Stated goal 1 – Put the lines of the records, beginning with the line that contains "TASK = point to the corrugated" and continuing through the final line of the records, into a JSON list of strings, one string per line, with blank lines omitted.

In the narrow sense, Diglossia has the following three characteristics:

1.    Two distinct varieties of the same language are used in the community. One is regarded as the high variety, while the other is regarded as the low variety.

2.    Each variety is used for distinct functions. However, the two varieties compliment each other.

3.    The high variety is not used in everyday conversation.

For example, Arabic speaking communities use Fus’ha (Modern Standard Arabic) as the High Variety. It is used for domains of media, education, religion, press etc. Also, the MSA is revered as the language of Koran.

However, each Arab community uses its colloquial dialect which is the Low Variety, such as the Egyptian colloquial Arabic, the Syrian colloquial Arabic and so on depending on Arab different regions. MSA is not used in everyday conversations, and is merely confined to official speaking, writing, and reading. One can does not use MSA while buying food. S/he would sound very funny or outlandish.

In Diglossic communities, although the High and the Low varieties are linguistically related, they differ in some cases. For example, the sounds of Swiss German are different that those of Standard German. The sounds of Egyptian Colloquial are different than those of MSA. The two varieties also differ in Grammar. The H. variety has more complicated grammar than the L variety. Standard German uses more case markers on nouns and tense inflections on verbs than Swiss German. On the level of Vocabulary, the H variety has more technical and formal words because it is used for formal domains, unlike the L variety. For example, in MSA we find many formal words that we can find in Koran or, in lower level, poetry and literature.

Attitudes to H and L varieties also differ. The H variety is held in high regard. It is viewed as the more sophisticated, the prestigious, and the one that enjoys the higher status. It is also described as the fixed and standardized language in grammar books. However, the L variety is not given that quantum of praise. But in many areas in Switzerland, people are quite comfortable when using their L variety. They also use it with strangers. In that case, L variety is valued by some speakers.

Example 7 quotes a man who is proud of his Haitian language (L variety in Haiti) saying that this variety can convey many meanings that the French variety (the H variety in Haiti) cannot.

In the broader sense, diglossia covers any situation where two languages are used for distinct functions in a speech community. The two languages complement each other. One language is used for H functions, and the other is used for L functions. For example, in Paraguay, where Spanish is appropriate to use, Guarani is not, and vice versa. Characteristics 1 and 3 are dispensed with.

All in all, the L variety is still admired by the people. For example, in Paraguay people take pride in Guarani, which is the L variety. However, some people use the H in home, like in Sauris where parents use Italian with children in order to prepare them for school.

Task material –

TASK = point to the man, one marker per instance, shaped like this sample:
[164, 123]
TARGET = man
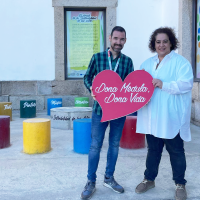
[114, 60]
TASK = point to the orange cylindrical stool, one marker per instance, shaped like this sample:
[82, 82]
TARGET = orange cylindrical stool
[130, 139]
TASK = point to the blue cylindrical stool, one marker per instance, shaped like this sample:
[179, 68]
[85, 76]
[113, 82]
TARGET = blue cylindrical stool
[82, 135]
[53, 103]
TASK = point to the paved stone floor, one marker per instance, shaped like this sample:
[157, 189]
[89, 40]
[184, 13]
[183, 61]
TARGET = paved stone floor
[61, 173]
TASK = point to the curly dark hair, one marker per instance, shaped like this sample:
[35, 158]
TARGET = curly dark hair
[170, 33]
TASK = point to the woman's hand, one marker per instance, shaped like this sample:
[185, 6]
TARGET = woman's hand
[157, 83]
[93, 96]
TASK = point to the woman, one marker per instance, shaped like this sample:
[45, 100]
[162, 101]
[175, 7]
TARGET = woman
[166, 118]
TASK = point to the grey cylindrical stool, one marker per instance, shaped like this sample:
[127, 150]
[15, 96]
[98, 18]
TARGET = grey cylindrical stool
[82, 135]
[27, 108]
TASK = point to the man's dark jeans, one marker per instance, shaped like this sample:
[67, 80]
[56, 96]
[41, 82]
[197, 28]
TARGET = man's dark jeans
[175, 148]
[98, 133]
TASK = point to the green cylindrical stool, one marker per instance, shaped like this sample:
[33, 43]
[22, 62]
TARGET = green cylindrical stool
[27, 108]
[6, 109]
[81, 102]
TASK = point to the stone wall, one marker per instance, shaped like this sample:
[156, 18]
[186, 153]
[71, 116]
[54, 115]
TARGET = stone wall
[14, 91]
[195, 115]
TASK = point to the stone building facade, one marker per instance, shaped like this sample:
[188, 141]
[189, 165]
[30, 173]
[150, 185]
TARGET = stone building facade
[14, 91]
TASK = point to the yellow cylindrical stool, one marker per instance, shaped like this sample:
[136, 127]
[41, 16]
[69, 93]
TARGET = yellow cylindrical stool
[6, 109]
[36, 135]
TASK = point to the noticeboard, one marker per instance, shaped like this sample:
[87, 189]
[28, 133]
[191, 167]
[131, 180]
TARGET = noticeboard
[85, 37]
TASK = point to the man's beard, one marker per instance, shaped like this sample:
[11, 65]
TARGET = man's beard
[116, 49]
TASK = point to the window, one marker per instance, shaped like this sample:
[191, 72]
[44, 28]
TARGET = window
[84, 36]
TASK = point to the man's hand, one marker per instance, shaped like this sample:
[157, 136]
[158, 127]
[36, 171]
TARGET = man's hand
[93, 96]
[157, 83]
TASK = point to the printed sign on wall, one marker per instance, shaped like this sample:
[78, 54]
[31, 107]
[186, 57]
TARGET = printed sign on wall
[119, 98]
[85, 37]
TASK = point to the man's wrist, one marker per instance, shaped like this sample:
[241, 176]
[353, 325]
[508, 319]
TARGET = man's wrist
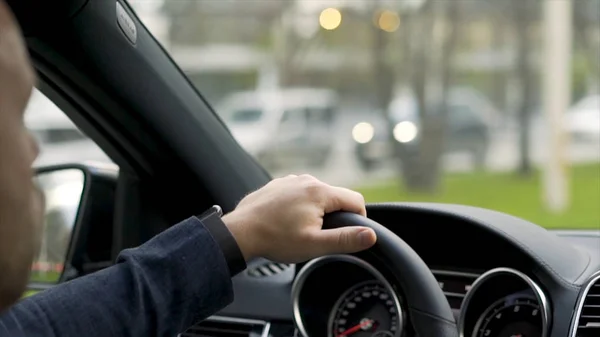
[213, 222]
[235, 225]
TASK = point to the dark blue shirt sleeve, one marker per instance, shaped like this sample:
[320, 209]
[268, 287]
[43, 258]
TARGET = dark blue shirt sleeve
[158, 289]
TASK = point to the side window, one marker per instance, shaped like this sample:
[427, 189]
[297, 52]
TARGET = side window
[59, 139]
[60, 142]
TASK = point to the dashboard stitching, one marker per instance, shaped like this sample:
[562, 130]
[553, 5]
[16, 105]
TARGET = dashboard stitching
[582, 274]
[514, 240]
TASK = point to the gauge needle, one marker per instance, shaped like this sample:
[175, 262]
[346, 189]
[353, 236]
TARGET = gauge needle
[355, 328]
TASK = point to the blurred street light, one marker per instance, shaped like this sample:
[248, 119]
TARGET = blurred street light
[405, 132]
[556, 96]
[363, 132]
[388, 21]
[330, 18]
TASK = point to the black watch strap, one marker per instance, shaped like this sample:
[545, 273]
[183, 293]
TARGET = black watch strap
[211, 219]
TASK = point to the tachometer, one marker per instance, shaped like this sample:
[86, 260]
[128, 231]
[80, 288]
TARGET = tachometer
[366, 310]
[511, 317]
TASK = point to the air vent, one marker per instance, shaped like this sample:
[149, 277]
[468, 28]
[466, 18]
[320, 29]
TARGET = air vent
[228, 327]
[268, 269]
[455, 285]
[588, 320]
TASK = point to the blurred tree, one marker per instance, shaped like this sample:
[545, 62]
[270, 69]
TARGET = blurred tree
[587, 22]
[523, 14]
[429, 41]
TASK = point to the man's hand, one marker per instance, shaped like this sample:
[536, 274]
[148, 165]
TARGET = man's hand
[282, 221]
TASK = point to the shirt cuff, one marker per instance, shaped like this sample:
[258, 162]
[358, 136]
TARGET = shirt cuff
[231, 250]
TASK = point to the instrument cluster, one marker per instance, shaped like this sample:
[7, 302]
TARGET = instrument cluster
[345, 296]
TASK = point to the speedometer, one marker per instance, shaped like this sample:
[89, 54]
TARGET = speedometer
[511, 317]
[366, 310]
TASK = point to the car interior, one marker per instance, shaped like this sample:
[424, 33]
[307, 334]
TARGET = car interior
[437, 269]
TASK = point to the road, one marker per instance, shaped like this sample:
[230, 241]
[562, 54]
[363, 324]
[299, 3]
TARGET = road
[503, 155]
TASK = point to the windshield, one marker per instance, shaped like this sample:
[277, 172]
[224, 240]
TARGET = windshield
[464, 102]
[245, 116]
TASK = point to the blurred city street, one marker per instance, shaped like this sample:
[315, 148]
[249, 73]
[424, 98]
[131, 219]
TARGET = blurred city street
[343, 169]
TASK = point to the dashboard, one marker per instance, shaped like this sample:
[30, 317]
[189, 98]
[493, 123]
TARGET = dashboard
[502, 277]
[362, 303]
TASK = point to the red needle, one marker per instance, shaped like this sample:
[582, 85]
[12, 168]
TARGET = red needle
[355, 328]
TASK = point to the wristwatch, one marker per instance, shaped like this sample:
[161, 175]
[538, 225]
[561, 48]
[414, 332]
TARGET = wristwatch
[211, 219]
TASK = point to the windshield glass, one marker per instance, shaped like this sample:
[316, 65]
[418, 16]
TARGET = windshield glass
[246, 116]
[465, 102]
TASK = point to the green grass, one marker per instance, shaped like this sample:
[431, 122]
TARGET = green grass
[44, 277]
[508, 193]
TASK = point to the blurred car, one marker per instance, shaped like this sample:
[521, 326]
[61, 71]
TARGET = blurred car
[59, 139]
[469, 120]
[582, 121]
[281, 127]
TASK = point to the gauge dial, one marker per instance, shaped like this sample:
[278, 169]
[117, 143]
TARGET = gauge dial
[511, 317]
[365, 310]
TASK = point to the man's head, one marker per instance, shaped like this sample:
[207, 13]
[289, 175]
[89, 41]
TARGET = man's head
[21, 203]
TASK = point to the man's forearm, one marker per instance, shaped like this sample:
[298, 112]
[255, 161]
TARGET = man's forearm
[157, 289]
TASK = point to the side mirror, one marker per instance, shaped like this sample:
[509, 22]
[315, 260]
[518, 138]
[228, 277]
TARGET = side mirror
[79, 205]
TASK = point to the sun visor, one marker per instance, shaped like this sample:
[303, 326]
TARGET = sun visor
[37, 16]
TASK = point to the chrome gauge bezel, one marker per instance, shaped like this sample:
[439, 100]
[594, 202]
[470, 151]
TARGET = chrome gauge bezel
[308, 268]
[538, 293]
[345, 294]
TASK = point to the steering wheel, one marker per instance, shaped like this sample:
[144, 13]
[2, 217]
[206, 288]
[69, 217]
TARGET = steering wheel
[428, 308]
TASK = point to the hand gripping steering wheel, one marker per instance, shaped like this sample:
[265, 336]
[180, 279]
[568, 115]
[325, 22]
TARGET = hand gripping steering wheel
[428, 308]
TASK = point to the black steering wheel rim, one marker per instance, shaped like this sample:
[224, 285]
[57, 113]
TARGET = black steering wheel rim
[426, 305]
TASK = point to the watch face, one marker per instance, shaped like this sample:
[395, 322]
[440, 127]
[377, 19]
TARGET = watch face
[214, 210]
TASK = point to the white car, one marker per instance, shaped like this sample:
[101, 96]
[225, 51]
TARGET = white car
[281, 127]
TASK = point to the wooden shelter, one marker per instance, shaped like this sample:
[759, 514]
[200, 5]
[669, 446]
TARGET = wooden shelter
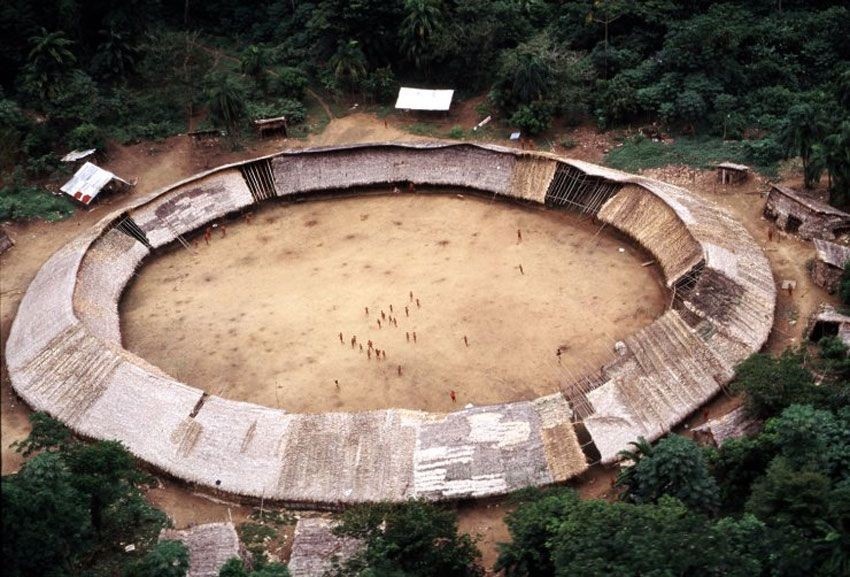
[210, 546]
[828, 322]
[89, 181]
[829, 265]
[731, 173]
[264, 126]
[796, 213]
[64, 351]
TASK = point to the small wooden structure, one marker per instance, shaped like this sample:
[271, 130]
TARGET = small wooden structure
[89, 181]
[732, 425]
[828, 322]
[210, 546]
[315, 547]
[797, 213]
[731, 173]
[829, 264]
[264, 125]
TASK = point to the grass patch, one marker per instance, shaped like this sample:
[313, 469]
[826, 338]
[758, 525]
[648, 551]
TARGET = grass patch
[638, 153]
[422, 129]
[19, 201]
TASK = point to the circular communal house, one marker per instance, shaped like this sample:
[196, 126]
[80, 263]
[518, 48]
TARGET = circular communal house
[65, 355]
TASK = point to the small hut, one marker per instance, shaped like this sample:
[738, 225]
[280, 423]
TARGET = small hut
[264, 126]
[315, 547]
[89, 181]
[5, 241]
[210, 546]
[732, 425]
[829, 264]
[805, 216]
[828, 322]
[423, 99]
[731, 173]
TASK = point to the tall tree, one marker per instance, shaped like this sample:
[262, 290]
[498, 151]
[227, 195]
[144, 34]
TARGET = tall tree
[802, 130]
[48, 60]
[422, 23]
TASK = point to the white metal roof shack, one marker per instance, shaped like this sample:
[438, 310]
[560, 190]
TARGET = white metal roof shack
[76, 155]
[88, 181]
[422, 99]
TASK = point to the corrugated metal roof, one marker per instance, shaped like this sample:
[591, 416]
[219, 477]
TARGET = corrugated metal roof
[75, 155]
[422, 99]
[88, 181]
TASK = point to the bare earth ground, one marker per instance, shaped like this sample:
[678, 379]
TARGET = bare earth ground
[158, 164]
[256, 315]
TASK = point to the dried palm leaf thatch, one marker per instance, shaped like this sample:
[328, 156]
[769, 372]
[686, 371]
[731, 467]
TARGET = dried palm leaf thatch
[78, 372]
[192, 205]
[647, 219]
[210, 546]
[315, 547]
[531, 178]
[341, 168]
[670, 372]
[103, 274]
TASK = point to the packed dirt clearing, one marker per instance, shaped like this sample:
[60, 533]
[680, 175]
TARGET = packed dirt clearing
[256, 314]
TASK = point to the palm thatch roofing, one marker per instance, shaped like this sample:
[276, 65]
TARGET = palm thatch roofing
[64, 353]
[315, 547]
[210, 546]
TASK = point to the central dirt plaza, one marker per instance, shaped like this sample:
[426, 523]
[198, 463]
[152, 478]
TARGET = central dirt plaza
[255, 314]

Stated goal 2 – Translate into Spanish this sentence from the passage on diglossia: "In the broader sense, diglossia covers any situation where two languages are used for distinct functions in a speech community."

Complete output 1 –
[
  "TASK = point to the corrugated metal roof, one marker per instance, shaped like this sample:",
  "[591, 416]",
  "[219, 477]",
  "TARGET = corrugated metal roof",
  "[75, 155]",
  "[422, 99]",
  "[88, 181]",
  "TASK = point to the bare earth ground, one marker per instance, shaped like this sample:",
  "[678, 379]",
  "TARGET = bare earth ground",
  "[158, 164]",
  "[256, 315]",
  "TASK = point to the dried palm leaf thatch, one marker per instance, shaped like this sample:",
  "[328, 156]",
  "[769, 372]",
  "[686, 371]",
  "[731, 467]",
  "TARGET = dried palm leaf thatch",
  "[78, 372]",
  "[192, 205]",
  "[647, 219]",
  "[210, 546]",
  "[315, 547]",
  "[531, 178]",
  "[341, 168]",
  "[670, 372]",
  "[103, 274]",
  "TASK = point to the packed dirt clearing, one marker per instance, shaped like this sample:",
  "[60, 533]",
  "[680, 175]",
  "TARGET = packed dirt clearing",
  "[256, 314]",
  "TASK = point to the palm thatch roofing, one marker per instance, shaped like this sample:",
  "[276, 65]",
  "TARGET = palm thatch roofing",
  "[64, 353]",
  "[315, 547]",
  "[210, 546]",
  "TASK = point to the central dirt plaza, one marker per instance, shaped like this sample:",
  "[426, 523]",
  "[198, 463]",
  "[152, 478]",
  "TARGET = central dirt plaza",
  "[255, 314]"
]

Complete output 2 – En el sentido más amplio, la diglosia abarca cualquier situación en la que dos lenguas se usan para funciones distintas en una comunidad de habla.